- _TASK DETAILS_
Turn the records in the part that opens with the line containing "# test: mark the white rock, one" and closes with the line containing "point(214, 3)" into a two-column CSV with the headers input and output. Give one row per record, with its text under input and its answer under output, each field in quotes and line breaks replaced by spaces.

::: SUPPLIED INFORMATION :::

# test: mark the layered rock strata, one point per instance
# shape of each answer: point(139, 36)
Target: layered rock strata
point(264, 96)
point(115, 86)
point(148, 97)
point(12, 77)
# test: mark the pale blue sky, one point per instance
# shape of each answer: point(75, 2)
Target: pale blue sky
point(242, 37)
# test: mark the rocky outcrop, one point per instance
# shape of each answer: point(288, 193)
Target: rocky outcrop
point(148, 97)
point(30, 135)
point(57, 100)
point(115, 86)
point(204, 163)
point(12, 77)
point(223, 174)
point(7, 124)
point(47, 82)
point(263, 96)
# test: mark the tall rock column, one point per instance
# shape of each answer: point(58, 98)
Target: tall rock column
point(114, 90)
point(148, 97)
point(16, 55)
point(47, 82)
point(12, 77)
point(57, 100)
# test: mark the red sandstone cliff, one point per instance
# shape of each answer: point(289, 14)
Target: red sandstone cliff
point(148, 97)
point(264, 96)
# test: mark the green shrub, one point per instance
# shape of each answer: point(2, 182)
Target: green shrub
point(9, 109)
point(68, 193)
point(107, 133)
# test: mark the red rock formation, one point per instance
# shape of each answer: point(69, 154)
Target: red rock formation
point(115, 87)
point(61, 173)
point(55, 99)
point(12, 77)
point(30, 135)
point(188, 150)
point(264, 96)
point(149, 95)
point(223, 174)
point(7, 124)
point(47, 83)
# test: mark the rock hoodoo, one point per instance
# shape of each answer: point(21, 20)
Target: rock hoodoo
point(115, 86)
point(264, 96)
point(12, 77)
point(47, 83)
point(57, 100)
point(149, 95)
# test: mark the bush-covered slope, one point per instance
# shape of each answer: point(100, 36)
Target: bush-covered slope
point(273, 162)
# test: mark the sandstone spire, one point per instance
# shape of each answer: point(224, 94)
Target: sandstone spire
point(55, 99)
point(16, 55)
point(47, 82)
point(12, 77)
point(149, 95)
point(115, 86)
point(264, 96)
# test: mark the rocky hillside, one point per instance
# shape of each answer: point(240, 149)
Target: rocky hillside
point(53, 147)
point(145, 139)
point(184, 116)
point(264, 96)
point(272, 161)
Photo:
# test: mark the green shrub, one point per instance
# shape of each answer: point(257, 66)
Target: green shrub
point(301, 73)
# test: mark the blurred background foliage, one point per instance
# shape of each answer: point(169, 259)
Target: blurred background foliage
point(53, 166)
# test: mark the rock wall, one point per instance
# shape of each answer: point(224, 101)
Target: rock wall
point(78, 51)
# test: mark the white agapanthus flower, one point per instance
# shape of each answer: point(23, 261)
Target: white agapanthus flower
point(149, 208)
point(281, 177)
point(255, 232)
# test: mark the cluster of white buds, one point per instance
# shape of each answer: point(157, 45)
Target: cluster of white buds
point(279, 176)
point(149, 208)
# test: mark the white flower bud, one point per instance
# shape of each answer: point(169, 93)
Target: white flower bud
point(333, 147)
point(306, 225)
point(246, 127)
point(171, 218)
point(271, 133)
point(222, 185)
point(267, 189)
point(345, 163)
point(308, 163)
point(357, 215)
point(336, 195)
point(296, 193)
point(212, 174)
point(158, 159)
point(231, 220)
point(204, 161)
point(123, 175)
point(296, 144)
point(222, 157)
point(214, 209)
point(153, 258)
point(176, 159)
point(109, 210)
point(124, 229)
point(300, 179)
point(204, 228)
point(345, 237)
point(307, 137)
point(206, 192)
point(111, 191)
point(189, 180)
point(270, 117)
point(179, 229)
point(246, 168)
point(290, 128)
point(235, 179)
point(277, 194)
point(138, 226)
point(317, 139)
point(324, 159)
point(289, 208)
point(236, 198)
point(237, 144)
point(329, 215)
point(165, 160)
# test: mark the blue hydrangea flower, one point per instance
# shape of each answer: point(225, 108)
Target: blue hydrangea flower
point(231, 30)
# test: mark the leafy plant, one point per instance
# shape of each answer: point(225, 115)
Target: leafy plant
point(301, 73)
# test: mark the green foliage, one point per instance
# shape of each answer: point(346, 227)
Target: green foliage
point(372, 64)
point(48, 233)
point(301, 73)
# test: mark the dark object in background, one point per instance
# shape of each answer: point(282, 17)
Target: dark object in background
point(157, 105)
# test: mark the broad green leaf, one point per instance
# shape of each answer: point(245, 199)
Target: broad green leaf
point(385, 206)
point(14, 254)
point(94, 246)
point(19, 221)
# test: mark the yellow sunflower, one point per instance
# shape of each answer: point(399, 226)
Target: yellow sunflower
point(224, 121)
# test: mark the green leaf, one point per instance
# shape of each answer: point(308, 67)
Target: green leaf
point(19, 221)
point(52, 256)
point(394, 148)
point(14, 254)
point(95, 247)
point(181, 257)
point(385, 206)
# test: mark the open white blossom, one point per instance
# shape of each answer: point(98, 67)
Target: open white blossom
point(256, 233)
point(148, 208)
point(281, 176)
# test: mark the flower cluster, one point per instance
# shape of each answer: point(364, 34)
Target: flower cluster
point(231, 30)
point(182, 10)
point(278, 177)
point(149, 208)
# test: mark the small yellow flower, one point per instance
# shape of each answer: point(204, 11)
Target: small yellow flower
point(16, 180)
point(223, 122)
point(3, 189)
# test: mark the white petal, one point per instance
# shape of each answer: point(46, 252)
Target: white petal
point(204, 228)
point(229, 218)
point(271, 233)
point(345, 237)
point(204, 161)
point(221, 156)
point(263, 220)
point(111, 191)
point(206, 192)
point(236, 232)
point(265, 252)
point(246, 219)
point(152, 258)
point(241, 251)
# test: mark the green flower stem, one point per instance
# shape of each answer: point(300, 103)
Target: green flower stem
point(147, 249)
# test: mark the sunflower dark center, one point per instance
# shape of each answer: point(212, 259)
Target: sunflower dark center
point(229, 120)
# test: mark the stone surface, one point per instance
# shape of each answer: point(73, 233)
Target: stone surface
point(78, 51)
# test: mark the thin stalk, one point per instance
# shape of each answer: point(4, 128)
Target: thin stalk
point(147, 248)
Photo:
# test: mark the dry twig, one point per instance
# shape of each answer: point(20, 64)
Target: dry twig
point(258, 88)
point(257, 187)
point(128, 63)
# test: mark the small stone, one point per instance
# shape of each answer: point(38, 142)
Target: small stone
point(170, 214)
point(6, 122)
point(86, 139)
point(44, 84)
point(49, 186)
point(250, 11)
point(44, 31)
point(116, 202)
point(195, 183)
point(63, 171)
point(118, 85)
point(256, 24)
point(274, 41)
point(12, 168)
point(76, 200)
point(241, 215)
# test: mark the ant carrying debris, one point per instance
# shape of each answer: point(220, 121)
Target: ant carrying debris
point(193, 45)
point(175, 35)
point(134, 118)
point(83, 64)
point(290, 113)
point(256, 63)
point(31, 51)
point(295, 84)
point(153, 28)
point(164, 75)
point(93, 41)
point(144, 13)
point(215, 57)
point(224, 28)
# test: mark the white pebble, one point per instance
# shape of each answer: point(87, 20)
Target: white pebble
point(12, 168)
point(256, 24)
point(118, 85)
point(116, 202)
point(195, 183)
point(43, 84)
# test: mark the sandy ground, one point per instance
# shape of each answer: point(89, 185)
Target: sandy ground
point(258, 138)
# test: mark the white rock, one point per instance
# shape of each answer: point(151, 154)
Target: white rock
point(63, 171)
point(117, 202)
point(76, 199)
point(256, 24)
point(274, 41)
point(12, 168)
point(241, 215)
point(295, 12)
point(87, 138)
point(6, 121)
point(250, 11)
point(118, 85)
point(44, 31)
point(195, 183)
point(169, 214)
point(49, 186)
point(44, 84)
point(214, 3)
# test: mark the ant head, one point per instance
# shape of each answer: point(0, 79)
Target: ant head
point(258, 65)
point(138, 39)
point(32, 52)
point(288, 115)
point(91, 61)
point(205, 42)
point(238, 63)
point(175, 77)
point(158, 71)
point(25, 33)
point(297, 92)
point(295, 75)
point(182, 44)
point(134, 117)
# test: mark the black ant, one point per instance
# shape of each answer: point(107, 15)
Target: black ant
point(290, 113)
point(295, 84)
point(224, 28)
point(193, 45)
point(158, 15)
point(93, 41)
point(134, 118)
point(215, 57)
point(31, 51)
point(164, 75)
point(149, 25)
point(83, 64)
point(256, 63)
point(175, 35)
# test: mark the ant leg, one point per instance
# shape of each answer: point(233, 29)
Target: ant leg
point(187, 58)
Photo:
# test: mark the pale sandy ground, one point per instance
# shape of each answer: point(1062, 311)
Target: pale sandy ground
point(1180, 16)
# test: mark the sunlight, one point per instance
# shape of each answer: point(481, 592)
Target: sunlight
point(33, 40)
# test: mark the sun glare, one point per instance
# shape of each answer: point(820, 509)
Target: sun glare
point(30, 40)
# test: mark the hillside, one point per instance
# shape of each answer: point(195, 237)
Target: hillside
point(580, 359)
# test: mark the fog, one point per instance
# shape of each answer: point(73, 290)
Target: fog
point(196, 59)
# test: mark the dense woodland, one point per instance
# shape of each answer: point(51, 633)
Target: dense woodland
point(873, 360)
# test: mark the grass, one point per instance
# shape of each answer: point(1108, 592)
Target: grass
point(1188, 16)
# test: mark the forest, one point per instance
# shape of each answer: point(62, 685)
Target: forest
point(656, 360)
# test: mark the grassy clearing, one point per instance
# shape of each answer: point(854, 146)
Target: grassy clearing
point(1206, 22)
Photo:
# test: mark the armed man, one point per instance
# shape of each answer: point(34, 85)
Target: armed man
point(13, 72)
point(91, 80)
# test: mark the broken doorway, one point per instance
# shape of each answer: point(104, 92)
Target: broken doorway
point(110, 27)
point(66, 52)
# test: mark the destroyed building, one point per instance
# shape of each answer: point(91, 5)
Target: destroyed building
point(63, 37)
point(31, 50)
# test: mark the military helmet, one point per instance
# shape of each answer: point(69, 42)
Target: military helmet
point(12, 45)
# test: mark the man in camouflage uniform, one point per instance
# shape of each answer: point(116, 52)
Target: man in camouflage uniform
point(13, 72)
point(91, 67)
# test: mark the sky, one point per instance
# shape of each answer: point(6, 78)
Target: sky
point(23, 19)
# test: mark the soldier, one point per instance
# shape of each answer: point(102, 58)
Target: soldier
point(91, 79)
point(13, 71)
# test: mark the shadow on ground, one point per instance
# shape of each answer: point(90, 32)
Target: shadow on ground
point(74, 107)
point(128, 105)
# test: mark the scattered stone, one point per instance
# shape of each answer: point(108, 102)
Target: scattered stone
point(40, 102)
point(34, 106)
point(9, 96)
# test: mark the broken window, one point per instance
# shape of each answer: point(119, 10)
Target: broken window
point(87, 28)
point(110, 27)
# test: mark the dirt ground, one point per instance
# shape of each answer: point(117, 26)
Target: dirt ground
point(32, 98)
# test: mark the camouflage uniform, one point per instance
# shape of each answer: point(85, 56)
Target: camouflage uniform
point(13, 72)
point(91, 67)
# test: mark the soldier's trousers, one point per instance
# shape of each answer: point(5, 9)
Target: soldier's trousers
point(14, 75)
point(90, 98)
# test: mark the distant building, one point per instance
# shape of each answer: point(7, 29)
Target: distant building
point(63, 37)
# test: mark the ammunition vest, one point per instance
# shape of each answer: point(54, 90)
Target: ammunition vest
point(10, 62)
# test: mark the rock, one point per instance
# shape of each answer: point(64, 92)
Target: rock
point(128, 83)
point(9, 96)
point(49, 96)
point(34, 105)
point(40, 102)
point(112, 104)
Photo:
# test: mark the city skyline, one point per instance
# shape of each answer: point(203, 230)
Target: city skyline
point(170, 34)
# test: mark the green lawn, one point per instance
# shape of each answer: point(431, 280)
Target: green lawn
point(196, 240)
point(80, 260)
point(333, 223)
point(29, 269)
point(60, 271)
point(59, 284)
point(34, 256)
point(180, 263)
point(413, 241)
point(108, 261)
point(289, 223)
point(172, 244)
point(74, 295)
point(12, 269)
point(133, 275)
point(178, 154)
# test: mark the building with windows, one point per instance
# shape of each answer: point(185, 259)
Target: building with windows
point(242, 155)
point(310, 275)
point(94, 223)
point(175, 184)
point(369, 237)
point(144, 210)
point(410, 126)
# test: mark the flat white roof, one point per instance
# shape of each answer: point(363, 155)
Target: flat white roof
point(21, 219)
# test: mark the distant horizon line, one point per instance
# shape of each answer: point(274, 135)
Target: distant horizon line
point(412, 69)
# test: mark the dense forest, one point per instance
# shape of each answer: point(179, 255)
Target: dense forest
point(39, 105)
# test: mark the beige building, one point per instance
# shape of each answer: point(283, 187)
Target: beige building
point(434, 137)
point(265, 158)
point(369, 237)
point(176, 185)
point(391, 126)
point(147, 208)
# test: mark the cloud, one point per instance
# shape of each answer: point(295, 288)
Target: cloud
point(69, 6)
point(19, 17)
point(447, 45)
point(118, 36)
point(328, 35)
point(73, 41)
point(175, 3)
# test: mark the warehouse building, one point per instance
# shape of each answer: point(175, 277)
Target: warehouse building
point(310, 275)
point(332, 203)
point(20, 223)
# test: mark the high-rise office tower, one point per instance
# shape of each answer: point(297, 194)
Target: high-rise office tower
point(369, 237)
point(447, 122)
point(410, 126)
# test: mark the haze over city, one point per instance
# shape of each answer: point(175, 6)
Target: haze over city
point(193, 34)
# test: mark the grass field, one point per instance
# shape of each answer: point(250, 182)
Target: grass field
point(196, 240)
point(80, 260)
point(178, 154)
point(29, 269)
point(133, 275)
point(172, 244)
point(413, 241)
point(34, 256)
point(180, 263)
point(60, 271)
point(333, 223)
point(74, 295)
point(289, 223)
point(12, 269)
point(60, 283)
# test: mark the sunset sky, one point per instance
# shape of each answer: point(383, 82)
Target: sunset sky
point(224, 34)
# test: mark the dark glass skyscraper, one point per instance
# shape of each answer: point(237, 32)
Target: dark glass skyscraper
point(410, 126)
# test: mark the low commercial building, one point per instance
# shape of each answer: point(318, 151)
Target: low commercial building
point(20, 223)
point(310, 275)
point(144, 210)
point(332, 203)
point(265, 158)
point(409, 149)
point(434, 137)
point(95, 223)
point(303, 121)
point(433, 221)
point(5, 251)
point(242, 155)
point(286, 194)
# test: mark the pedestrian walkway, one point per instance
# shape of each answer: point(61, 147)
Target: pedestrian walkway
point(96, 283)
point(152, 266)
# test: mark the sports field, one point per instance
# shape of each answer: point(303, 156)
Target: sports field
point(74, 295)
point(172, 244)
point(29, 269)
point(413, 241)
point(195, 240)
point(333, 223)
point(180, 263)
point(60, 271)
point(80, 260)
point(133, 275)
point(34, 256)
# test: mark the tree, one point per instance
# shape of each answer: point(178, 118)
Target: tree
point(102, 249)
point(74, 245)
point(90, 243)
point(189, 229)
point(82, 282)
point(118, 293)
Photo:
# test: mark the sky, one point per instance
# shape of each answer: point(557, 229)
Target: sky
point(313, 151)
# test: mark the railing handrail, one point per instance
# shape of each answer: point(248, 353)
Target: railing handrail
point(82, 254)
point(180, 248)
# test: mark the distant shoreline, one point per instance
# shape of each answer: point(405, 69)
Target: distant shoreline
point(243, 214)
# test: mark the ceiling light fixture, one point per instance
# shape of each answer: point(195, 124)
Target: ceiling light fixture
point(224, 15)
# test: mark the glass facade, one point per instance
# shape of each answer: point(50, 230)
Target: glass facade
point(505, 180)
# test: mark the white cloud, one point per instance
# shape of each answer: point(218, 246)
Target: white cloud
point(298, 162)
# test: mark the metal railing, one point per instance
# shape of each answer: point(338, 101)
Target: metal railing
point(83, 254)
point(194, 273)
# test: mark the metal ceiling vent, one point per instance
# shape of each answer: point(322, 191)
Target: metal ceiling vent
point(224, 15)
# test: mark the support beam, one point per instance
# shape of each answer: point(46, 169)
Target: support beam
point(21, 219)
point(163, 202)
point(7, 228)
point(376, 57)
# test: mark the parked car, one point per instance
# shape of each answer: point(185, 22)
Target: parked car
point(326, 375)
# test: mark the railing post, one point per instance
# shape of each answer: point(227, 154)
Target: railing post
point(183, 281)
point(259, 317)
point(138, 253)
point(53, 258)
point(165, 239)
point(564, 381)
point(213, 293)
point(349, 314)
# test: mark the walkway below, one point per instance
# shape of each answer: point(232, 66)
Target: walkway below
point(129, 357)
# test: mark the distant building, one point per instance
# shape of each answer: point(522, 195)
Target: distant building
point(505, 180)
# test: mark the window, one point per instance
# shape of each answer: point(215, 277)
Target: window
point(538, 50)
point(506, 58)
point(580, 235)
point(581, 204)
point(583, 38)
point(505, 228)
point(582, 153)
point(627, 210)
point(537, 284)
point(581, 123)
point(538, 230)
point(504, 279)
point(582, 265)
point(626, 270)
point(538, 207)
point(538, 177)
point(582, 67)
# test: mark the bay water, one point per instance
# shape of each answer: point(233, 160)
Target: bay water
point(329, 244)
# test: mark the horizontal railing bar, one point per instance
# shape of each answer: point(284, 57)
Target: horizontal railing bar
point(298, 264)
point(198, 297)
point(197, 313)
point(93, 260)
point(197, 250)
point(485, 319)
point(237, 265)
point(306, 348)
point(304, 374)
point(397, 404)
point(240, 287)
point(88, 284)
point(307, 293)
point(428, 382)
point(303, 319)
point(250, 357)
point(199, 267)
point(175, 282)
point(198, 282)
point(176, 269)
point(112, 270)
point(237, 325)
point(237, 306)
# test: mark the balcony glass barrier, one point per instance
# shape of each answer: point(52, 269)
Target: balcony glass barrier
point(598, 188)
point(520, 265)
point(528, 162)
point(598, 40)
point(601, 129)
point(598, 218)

:::

- _TASK RESULT_
input,output
"# test: mark the white rock, one point per instance # shape of each answer: point(151, 154) Target: white rock","point(63, 171) point(117, 202) point(76, 199) point(256, 24) point(274, 41) point(12, 168) point(241, 215) point(295, 12) point(87, 138) point(6, 121) point(250, 11) point(118, 85) point(44, 31) point(195, 183) point(169, 214) point(49, 186) point(44, 84) point(214, 3)"